■ STATED EXERCISE ■
Each line below is to be written out in full, exactly as shown.

[Point labeling dataset excerpts]

::::::::::

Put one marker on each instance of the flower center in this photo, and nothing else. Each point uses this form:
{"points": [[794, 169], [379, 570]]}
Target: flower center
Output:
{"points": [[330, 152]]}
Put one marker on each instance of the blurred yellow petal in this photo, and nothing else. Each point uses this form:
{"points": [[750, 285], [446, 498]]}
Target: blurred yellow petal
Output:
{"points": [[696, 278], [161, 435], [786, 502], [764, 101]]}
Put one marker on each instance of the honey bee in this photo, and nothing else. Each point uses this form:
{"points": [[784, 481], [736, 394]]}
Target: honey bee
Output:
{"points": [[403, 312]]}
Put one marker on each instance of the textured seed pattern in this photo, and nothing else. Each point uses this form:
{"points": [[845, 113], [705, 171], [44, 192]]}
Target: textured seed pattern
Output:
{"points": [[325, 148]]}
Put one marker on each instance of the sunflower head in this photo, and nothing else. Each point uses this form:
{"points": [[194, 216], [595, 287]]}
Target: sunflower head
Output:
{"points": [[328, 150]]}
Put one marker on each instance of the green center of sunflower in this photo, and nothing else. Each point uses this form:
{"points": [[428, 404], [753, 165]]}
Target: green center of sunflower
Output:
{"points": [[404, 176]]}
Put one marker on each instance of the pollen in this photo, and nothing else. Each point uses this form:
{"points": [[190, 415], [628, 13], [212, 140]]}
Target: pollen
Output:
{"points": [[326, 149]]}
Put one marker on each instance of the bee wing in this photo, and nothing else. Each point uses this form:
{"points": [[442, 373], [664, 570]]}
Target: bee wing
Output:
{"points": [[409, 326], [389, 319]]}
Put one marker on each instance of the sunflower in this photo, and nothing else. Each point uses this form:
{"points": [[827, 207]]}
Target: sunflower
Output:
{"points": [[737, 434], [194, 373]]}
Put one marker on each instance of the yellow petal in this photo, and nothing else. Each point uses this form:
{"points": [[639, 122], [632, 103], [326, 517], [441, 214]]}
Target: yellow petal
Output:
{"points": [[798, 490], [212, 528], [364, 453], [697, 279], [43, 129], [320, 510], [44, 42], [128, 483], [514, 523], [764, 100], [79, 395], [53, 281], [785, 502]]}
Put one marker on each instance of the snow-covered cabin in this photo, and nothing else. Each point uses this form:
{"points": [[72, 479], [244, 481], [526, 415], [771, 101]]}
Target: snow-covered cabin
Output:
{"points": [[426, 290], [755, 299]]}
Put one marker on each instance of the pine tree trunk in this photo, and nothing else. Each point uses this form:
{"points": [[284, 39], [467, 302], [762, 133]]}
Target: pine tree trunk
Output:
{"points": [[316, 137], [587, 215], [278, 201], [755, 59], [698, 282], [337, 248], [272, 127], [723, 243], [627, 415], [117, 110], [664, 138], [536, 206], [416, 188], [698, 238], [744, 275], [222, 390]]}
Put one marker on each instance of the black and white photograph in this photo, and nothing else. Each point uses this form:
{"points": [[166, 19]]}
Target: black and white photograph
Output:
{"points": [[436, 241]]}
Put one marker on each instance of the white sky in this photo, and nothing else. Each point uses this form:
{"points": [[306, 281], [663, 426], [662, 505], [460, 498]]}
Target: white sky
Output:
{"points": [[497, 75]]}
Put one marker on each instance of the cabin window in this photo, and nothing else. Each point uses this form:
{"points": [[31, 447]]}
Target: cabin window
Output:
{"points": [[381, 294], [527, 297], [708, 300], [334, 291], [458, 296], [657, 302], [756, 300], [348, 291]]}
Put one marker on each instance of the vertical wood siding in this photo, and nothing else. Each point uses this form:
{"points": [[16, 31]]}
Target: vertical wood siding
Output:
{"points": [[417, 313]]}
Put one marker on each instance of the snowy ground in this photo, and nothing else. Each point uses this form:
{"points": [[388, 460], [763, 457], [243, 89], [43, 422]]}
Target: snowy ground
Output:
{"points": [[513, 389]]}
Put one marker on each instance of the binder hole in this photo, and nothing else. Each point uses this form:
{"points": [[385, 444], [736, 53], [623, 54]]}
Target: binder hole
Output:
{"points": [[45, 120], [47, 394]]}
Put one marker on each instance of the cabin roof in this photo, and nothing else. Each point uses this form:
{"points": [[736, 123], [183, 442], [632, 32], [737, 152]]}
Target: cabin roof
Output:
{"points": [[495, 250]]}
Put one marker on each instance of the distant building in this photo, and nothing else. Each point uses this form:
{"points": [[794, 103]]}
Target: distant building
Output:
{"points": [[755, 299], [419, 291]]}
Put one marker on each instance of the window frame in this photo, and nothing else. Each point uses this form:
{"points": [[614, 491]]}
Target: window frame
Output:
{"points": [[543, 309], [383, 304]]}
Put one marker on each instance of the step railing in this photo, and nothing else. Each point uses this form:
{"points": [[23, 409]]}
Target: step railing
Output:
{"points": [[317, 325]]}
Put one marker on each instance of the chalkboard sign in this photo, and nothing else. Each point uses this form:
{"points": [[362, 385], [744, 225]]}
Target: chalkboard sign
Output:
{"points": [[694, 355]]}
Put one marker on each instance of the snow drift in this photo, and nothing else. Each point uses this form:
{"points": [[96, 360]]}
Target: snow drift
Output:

::::::::::

■ ANSWER FOR THIS EXERCISE ■
Put one marker on each instance of the flower center in this photo, and nothing else. Each point uses this form:
{"points": [[794, 169], [379, 570]]}
Target: flower center
Output:
{"points": [[330, 152]]}
Put one marker on each instance of the blurred yellow petal in this photo, and nothing else. Each point uses this form:
{"points": [[750, 285], [446, 498]]}
Target: blurred yellow petal
Output:
{"points": [[696, 278], [161, 435], [786, 502], [764, 101]]}
Put one marker on each instance of the honey bee in this photo, and nothing else. Each point uses this form:
{"points": [[784, 481], [736, 394]]}
Target: honey bee
Output:
{"points": [[403, 312]]}
Put one marker on each instance of the textured seed pattern in this photo, and nothing else. Each point uses this form:
{"points": [[845, 113], [705, 171], [44, 192]]}
Target: textured seed pattern
Output:
{"points": [[325, 148]]}
Put one marker on each instance of the sunflower head in this photo, and nothing else. Each point uses this form:
{"points": [[194, 216], [595, 287]]}
Target: sunflower head
Output:
{"points": [[328, 150]]}
Put one marker on each instance of the green center of sunflower in this photo, and nothing else. Each point uses this form:
{"points": [[428, 404], [753, 165]]}
Target: green center of sunflower
Output:
{"points": [[404, 176]]}
Put one marker on each instance of the pollen in this photo, and nothing else. Each point uses this form:
{"points": [[190, 415], [628, 13], [212, 140]]}
Target: pollen
Output:
{"points": [[326, 149]]}
Put one marker on each instance of the bee wing in this photo, and nothing else. Each point uses this form:
{"points": [[442, 373], [664, 570]]}
Target: bee wing
Output:
{"points": [[409, 326], [389, 319]]}
Put one marker on each instance of the sunflower in this photo, and nothing else. Each point uses this form:
{"points": [[827, 207]]}
Target: sunflower
Output:
{"points": [[737, 434], [194, 373]]}
Put one marker on each instance of the yellow petal in this photo, and nothing else. Each point uses this form:
{"points": [[639, 122], [632, 103], [326, 517], [441, 214]]}
Target: yellow petal
Output:
{"points": [[798, 490], [212, 528], [364, 453], [697, 279], [43, 129], [320, 510], [44, 42], [128, 483], [514, 523], [764, 100], [79, 395], [53, 281], [785, 502]]}
Put one marker on each instance of the snow-covered cabin in this photo, and nothing else. Each point uses this form:
{"points": [[72, 479], [244, 481], [526, 415], [771, 101]]}
Target: snow-covered cabin
Output:
{"points": [[426, 290], [755, 299]]}
Put one marker on each instance of the pine tree trunk in this photo, and nothing else. Each point uses this form:
{"points": [[284, 39], [467, 302], [762, 133]]}
Target: pine tree trunk
Output:
{"points": [[316, 137], [587, 215], [278, 201], [755, 59], [698, 282], [337, 248], [272, 127], [723, 243], [627, 415], [117, 110], [664, 138], [536, 206], [416, 188], [698, 238], [744, 275], [222, 390]]}
Put one marker on each instance of the black and white photograph in this photo, and nothing else. Each point uses this form:
{"points": [[166, 19]]}
Target: black and white photograph
Output:
{"points": [[436, 241]]}
Put one marker on each instance of the white sky in this photo, and nothing else. Each point uses this form:
{"points": [[306, 281], [663, 426], [662, 505], [460, 498]]}
Target: white sky
Output:
{"points": [[497, 75]]}
Put one marker on each instance of the cabin window in this photo, and nothing else. Each point uses this form:
{"points": [[31, 447]]}
Target: cabin window
Output:
{"points": [[381, 294], [527, 297], [708, 300], [334, 291], [458, 296], [657, 302], [756, 300], [348, 291]]}
Put one marker on each instance of the vertical wood siding in this photo, and nothing else. Each point uses this form:
{"points": [[16, 31]]}
Target: vertical wood siding
Output:
{"points": [[417, 313]]}
Put one marker on each instance of the snowy ground in this photo, and nothing else. Each point uses this form:
{"points": [[388, 460], [763, 457], [243, 89], [43, 422]]}
Target: snowy ground
Output:
{"points": [[513, 389]]}
Put one marker on each instance of the binder hole in this photo, and nothing else. Each point uses this form:
{"points": [[385, 444], [736, 53], [623, 54]]}
Target: binder hole
Output:
{"points": [[45, 120], [47, 394]]}
Put one marker on each instance of the cabin roof in this photo, and nothing else. Each point uses this form:
{"points": [[736, 123], [183, 442], [632, 32], [737, 152]]}
Target: cabin roof
Output:
{"points": [[495, 250]]}
Put one marker on each instance of the distant building in this photo, and nothing else. Each point uses this form:
{"points": [[794, 103]]}
Target: distant building
Output:
{"points": [[755, 299], [419, 291]]}
Put one marker on each instance of the window frame in this photo, and nothing else. Each point uses this form:
{"points": [[614, 491]]}
Target: window frame
Output:
{"points": [[543, 309], [383, 304]]}
Put one marker on each instance of the step railing in this photo, and nothing else. Each point uses this form:
{"points": [[23, 409]]}
Target: step railing
Output:
{"points": [[317, 325]]}
Put one marker on each instance of the chalkboard sign in this photo, and nothing else. Each point uses this form:
{"points": [[362, 385], [744, 225]]}
Target: chalkboard sign
Output:
{"points": [[694, 355]]}
Put one marker on each instance of the snow drift in this photo, and nothing else. Each point uses this form:
{"points": [[96, 360]]}
Target: snow drift
Output:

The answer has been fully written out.